START SUPPLIED RECORDS
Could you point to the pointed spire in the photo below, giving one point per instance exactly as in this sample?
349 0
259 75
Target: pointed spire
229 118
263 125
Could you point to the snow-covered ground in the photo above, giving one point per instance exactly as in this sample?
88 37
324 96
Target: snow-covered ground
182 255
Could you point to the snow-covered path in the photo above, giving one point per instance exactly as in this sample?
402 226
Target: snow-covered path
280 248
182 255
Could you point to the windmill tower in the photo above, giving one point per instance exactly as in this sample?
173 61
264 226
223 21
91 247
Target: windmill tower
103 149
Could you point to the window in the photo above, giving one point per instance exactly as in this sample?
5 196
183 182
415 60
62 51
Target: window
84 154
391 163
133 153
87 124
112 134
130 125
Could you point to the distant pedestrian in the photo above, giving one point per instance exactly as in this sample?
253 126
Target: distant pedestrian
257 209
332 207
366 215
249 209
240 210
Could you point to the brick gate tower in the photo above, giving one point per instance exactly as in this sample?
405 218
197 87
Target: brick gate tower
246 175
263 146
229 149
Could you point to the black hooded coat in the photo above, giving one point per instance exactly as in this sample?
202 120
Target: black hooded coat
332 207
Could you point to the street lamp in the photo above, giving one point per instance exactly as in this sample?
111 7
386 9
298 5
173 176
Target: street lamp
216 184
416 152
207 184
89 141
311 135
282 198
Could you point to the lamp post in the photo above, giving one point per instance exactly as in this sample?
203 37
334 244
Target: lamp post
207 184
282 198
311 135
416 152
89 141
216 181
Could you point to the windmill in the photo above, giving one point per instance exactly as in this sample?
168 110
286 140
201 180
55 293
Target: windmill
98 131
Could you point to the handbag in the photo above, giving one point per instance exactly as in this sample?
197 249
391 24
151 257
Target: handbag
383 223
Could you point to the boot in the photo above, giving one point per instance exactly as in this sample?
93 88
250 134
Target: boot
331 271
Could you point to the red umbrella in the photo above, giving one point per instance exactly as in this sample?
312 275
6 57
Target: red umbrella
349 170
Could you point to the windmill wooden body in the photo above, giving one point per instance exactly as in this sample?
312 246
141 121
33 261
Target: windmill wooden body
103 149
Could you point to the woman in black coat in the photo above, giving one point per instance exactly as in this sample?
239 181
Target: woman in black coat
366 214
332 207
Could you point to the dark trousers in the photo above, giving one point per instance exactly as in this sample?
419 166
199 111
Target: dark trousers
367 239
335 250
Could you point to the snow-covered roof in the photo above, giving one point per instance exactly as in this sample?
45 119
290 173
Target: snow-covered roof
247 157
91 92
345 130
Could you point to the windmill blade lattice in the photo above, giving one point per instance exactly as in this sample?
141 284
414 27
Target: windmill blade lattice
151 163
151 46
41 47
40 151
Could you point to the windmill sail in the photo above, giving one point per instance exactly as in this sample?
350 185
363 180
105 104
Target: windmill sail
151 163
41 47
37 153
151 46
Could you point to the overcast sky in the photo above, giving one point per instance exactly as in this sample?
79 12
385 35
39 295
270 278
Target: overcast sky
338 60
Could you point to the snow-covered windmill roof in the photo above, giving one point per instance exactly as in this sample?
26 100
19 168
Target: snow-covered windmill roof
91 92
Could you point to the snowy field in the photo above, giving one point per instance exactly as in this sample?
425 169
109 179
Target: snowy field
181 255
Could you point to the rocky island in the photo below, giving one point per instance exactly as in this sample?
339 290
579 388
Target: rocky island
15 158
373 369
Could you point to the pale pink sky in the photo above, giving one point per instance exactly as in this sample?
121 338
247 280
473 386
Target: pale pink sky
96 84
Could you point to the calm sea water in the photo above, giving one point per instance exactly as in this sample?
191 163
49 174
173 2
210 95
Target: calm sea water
END SUPPLIED RECORDS
◆ THE PROBLEM
Working from the entries above, find every line in which the word "below" occurs and copy it.

◆ EXERCISE RESULT
Could you point to the pointed spire in the photo below, giving one point per instance exactly as in this sample?
Could you point to the rocky island in the photo below, giving one point per instance exactly as in this sample?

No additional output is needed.